We note that several other groups have also developed DOT instrumentation for fast optical neuroimaging [2, 4, 16, 17]. While promising, these systems either could not be used for whole brain imaging due to the use of limited number of excitation source and charge-coupled-device (CCD) for detection, or are not fast enough to capture the fast change during seizure. In the current work, we develop a fast multispectral continuous-wave DOT system using 144 light emitting diodes (LEDs) as the excitation sources and highly sensitive photo detectors for light detection. This system allows a full set of 3-D data collection at 3 NIR wavelengths for whole brain imaging in ~14 Hz. In the following sections, we describe in detail the design, calibration, and performance of our fast DOT system. Three dimensional imaging experiments with both static and dynamic tissue-like phantoms and an in vivo experiment were conducted to evaluate the system. Absorption and scattering images were obtained using our nonlinear finite element reconstruction algorithms.

2. System Description

The fast DOT imaging system is schematically shown in Figure. 1. The computer sends a starting signal to the LED controller to sequentially light up three groups of LEDs (a total of 144 LEDS, 48 LEDs each group; each group represents one of the three wavelengths: 660 nm, 780 nm, and 850 nm). The light beams are delivered to the measuring interface via fiber optic bundles. The diffusing light received by the detection fiber bundles is converted to electrical signals and pramplified by two sets of detectors with different sensitivities. The amplified signals are collected through two data acquisition boards. Photograph of the system is shown in Figure. 2. We detail each component of the system in the following subsections.

Records of labeled points
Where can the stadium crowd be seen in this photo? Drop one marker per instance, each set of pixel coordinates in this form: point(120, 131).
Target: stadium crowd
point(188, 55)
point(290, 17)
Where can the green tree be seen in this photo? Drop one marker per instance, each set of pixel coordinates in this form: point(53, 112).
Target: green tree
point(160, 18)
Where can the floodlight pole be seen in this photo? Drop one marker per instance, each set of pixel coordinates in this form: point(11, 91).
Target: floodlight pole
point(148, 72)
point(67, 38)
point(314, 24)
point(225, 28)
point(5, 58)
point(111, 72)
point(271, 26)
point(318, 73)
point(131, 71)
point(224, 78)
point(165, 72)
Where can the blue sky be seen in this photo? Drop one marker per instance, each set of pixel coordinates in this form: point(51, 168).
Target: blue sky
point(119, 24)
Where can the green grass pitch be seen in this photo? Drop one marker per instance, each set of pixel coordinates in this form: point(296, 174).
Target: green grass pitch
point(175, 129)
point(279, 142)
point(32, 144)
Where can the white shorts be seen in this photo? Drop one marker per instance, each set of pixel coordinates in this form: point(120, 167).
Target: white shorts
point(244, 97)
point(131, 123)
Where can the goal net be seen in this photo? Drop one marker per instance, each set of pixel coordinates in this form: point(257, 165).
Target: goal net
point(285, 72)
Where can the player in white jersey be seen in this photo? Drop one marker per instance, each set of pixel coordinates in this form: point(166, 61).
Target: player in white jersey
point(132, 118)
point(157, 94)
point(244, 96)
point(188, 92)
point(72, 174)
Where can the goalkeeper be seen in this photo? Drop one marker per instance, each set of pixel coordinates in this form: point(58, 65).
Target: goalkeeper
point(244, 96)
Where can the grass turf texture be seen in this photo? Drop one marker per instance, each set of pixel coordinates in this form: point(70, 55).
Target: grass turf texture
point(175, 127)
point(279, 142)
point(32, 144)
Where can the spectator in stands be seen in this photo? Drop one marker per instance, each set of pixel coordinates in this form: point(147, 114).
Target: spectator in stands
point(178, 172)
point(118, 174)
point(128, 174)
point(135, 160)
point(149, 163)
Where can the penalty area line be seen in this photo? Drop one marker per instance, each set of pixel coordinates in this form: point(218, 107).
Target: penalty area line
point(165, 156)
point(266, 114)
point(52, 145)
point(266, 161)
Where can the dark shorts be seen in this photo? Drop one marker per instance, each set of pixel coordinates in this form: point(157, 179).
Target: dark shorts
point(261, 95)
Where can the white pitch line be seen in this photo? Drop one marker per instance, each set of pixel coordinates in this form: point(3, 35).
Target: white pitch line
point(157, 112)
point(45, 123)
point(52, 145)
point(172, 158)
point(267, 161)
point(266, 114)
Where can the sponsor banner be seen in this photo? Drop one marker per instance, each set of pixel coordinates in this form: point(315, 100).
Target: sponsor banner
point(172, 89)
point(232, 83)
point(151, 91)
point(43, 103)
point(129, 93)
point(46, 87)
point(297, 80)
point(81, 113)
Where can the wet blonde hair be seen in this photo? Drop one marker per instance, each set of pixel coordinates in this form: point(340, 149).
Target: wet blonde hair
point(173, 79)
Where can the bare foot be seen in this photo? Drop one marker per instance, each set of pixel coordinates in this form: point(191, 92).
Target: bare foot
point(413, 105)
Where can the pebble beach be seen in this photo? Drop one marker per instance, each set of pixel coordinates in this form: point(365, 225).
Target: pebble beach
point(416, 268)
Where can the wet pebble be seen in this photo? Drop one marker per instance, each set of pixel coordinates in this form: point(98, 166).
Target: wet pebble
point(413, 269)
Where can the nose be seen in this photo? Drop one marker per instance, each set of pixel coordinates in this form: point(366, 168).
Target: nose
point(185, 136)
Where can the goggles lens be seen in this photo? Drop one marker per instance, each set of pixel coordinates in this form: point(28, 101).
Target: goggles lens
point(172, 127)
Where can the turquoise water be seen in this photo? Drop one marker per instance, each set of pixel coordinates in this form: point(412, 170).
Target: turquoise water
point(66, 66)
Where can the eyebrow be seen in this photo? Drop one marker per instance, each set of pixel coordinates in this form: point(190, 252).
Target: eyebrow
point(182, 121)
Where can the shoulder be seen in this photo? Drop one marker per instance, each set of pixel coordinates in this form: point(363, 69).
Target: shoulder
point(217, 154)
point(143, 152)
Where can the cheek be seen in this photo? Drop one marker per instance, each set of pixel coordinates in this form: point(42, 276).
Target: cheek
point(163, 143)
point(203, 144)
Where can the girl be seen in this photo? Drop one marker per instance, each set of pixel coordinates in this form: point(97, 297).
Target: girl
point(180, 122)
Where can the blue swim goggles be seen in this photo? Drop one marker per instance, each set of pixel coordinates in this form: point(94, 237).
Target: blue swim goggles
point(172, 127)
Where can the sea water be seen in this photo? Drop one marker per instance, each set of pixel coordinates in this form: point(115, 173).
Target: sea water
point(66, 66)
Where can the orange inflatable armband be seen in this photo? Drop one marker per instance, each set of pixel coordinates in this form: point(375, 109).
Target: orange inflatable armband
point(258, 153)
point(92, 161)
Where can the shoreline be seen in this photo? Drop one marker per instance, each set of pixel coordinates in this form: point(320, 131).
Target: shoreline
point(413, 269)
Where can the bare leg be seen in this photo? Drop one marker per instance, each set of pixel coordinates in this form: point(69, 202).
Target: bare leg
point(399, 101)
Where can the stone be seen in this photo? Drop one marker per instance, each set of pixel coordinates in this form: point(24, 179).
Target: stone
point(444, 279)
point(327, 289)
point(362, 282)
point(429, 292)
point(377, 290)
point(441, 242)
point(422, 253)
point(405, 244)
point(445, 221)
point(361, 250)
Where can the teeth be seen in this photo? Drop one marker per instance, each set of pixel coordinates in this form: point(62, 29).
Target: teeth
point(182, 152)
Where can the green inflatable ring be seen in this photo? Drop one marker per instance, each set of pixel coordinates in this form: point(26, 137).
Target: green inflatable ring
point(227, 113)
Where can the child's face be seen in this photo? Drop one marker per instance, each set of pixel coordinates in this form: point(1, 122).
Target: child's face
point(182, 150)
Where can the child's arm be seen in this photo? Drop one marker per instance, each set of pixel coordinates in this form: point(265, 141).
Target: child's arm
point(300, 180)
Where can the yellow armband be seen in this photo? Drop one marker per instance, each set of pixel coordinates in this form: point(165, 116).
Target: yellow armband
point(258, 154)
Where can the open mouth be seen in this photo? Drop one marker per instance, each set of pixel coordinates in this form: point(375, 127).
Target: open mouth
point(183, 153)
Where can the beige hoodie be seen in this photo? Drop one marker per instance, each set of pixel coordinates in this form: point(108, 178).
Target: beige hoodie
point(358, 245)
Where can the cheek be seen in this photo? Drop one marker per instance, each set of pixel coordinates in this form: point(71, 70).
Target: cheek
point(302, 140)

- [YOUR TASK]: In the fast DOT system description, which three wavelengths do the LED groups represent? These lines were taken from a different source than the text.

- [COMPLETED EXERCISE]: 660 nm, 780 nm, and 850 nm.